+++ PAGE EXTRACT +++

Boljević: This working group’s sole mandate is to remove the reelection consequences. It is understandable that the talks, considerations of various ideas and solutions do not need to be publicly disclosed. But there are no obstacles preventing the public to find out about the content of the letter.
Homen: I would personally like to be able to publish the last letter that was quite positive. The original agreement was for this commission to deal with the issues of general election, but later on, by joint agreement, the commission acquired much wider authority, including the chance to address the next steps in the judicial reform.
Politika: What else needs to be done in order to complete the judicial reform?
Homen: The Constitutional Court must rule on complaints and end that process. Then follows the adoption of important procedural laws. It is extremely important to complete the computerization of all cases in Serbia because that will enable the monitoring of the entire “pace” of the case. It is normal for certain omissions to occur in the reform. We usually detect those omissions as we go, but we can also solve them in that way.
Boljević: Reelection is presented as the first reform measure. If we imagine the rule of law as a building, then reelection violated the independence of judiciary, which is the foundation of the rule of law. And if the foundation is not good, the building will be permanently unstable. Therefore, it is necessary to remove the deficiencies of reelection, which is something that EU constantly insists upon. Computerization is a good thing but it will take time. The other most serious problem is the new court network and that will be difficult to resolve. The network is expensive; the courts are becoming both de facto and legally inaccessible to citizens. For example, only 14 out of 47 judges of the Appellate Court in Kragujevac come from this town. They receive their salaries, allowance for being relocated which is 40 percent of the salary, then 250 euros for accommodation; a driver, fuel and amortization of vehicles for their transportation have to be paid as well. Clerks/note-keepers receive amounts practically equal to their salaries of 17,000 dinars for bus transportation to work. Reform is a too serious thing to be addressed as you go. That is why we should have at least waited with changing the court network.
Politika: Are you under the impression that the reform was done in haste, on the spur of the moment?
Homen: That has been the topic of conversation for ten years and at one point the decision had to be made and the reform had to be initiate. I believe further postponement would be counterproductive and harmful for the citizens.
Boljević: A long period of waiting for the reform does not give you the right to perform it in haste and it was done in haste. It should have been done in phases (elaboration of the High Court Council, Supreme Court of Cassation, Administrative Court and appellate courts, inclusion of misdemeanor courts). Everything else should have been done later on. Especially the judicial network.
Politika: Do you think the fact that non-reelected judges receive remuneration until their appeals before the Constitutional Court are resolved actually represents acknowledgement of mistakes in the process of reelection?
Homen: In line with the letter of the law, the Constitutional Court interpreted that, practically, the procedure conducted before it is of second instance. So, the reelection procedure did not finish with the decision of the High Court Council. That will happen when the Constitutional Court passes a decision. It is the Constitutional Court’s view that the remuneration should be paid out until the ruling upon complaints of the non-elected judges and we cannot interfere with that.

+++

WHAT IS BEING ASKED:
Answer these questions about the interview on judicial reform.
1. According to Homen, what must the Constitutional Court do to help complete the judicial reform?
2. According to Boljević, how many of the 47 judges of the Appellate Court in Kragujevac come from that town?
3. According to Homen, for how long has the reform been a topic of conversation?
The lines after this sentence are separate material with no connection to the interview.

+++ EXTRACTED MATERIAL +++

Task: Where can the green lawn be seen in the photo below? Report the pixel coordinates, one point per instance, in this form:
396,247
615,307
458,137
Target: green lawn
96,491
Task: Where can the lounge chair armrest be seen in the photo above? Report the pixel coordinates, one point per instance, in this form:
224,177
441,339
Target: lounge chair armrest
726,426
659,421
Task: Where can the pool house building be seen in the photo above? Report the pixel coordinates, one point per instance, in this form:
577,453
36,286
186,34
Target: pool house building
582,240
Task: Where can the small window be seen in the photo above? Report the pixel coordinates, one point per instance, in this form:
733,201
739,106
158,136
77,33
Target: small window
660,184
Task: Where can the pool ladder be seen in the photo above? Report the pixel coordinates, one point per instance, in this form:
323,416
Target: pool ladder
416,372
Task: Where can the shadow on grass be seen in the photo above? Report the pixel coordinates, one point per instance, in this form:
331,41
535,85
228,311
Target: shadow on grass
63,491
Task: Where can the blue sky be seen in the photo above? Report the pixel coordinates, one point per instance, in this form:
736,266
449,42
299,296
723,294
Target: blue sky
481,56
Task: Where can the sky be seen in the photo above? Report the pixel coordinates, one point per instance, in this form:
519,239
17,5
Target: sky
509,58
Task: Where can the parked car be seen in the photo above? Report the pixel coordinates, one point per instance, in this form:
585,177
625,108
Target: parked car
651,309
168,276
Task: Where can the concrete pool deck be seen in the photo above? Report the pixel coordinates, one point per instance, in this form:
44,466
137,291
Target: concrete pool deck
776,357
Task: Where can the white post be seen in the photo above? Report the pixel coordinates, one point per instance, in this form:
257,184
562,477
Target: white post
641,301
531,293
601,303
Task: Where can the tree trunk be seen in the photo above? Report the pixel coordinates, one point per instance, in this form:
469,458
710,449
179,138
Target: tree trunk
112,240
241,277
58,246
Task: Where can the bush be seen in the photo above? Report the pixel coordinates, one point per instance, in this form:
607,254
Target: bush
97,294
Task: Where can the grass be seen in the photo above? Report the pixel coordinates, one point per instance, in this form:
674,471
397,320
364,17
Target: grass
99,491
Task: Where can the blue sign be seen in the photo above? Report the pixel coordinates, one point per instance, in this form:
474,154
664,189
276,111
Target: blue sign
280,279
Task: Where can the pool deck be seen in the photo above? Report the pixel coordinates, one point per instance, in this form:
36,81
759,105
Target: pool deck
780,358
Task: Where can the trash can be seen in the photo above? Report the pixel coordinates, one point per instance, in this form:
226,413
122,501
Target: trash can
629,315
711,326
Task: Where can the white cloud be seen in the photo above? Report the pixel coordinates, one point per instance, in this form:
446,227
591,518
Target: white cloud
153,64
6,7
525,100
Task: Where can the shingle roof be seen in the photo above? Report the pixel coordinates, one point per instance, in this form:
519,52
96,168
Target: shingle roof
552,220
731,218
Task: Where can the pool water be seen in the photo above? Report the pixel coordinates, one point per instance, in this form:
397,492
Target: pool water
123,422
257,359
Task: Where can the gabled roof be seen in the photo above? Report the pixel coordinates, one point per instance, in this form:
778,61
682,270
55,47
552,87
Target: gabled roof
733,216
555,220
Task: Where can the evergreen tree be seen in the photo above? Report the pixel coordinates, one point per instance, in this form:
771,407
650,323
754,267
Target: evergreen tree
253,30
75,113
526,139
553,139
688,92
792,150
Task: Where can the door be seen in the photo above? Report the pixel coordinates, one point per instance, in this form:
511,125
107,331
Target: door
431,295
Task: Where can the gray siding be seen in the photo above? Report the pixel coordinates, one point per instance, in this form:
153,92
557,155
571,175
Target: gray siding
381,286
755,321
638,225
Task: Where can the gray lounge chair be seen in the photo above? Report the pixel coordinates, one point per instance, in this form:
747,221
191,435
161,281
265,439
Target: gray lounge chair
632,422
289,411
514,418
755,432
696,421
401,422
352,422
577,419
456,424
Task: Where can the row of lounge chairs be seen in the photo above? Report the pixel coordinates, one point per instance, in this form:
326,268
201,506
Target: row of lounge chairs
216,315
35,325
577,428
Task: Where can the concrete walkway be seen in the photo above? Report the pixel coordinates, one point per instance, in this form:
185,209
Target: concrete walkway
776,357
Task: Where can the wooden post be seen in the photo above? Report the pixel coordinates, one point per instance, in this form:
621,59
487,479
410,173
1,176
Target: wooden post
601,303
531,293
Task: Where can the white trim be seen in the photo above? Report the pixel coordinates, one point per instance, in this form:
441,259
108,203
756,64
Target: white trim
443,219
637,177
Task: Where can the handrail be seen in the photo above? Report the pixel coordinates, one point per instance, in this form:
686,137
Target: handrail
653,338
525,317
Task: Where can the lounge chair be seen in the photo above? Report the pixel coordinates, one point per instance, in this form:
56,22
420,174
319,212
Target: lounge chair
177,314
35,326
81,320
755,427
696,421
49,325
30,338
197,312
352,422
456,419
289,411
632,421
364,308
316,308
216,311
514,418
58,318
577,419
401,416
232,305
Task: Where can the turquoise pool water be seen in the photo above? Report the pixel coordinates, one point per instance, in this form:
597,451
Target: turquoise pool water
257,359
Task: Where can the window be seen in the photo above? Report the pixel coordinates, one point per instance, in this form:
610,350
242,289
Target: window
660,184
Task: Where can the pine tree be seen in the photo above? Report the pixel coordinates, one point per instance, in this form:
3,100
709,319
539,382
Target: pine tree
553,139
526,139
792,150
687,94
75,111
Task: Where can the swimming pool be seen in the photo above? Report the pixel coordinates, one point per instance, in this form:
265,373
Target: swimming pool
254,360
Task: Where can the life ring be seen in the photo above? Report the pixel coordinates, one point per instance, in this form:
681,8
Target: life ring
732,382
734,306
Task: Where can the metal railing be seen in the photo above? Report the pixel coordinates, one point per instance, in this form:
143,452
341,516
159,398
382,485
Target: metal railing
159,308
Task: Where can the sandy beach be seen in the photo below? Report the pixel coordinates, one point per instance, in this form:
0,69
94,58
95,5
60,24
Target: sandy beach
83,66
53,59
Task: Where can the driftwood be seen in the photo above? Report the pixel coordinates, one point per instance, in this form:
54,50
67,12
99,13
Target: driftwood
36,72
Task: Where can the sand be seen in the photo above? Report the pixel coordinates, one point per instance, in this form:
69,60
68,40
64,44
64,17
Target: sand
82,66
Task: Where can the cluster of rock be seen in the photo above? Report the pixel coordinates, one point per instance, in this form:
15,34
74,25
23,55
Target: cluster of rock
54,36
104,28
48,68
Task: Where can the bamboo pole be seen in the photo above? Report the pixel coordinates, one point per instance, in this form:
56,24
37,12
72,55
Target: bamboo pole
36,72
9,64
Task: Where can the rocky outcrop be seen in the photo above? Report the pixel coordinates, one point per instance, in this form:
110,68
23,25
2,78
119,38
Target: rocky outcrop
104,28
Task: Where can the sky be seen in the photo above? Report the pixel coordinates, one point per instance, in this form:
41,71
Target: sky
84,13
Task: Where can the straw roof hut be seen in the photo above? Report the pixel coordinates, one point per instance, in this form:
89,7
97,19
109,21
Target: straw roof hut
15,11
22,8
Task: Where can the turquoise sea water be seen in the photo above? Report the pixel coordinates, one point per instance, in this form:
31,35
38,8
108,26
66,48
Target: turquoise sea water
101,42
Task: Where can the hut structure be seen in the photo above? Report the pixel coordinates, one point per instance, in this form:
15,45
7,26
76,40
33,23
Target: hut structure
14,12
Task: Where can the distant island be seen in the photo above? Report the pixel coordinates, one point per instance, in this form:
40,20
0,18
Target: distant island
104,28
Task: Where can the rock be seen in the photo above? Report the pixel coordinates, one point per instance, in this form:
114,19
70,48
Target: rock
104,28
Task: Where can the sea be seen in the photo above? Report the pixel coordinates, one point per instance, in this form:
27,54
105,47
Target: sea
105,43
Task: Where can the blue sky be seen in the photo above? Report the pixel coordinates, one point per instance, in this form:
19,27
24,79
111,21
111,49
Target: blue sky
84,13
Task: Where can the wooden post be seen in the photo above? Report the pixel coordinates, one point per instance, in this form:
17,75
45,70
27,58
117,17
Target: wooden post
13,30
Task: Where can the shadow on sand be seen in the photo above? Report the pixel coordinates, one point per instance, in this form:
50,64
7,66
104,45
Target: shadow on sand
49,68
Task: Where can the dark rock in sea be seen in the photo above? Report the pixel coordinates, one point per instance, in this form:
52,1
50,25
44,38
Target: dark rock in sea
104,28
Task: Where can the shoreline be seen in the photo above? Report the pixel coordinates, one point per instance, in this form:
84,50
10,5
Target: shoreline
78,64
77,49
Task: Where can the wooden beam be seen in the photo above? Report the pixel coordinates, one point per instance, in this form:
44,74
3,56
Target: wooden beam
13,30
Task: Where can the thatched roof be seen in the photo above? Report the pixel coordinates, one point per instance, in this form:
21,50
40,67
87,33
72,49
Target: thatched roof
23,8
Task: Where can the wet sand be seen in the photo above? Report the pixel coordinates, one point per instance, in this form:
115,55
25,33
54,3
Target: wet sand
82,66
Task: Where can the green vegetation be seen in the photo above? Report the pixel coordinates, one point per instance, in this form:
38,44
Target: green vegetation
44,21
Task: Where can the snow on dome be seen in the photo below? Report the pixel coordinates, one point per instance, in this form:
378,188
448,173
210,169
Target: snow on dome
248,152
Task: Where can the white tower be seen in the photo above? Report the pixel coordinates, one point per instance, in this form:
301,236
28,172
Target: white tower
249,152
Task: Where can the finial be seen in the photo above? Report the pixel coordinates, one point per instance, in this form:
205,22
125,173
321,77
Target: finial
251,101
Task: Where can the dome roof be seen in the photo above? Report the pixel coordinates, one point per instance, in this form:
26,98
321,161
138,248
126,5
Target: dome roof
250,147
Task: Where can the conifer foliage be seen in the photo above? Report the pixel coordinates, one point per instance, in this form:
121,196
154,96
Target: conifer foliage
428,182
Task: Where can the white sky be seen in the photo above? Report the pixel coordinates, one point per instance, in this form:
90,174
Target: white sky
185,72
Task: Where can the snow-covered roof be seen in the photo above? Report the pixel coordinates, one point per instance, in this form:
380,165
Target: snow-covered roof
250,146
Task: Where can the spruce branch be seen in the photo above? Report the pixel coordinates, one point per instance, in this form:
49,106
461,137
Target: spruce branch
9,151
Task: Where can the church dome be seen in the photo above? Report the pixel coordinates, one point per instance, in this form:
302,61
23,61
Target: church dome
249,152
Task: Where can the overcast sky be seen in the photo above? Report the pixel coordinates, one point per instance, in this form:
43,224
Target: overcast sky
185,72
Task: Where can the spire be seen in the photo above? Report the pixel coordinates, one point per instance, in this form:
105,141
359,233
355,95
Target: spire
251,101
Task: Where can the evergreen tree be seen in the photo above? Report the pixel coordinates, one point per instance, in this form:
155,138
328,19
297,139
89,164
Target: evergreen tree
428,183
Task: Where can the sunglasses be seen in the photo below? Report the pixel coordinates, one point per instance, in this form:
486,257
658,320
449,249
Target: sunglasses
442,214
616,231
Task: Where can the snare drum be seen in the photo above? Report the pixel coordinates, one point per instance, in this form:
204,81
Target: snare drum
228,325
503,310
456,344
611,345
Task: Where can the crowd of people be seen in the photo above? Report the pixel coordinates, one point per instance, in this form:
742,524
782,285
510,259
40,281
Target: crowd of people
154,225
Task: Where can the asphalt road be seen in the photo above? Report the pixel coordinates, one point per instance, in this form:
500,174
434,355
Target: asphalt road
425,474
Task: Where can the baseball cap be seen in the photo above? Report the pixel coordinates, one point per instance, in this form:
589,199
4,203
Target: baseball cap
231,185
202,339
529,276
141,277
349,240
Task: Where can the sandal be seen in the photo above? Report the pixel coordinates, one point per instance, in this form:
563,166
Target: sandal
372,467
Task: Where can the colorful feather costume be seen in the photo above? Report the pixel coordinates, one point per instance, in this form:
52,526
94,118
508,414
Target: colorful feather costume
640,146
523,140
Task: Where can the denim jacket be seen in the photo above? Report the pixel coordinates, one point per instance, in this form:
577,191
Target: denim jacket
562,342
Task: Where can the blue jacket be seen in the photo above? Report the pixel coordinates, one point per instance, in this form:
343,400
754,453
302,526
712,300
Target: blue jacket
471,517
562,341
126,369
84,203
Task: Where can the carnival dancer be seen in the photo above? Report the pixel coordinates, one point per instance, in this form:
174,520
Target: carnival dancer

+++

RESULT FOR THIS EXERCISE:
1. It must rule on complaints and end that process.
2. 14.
3. Ten years.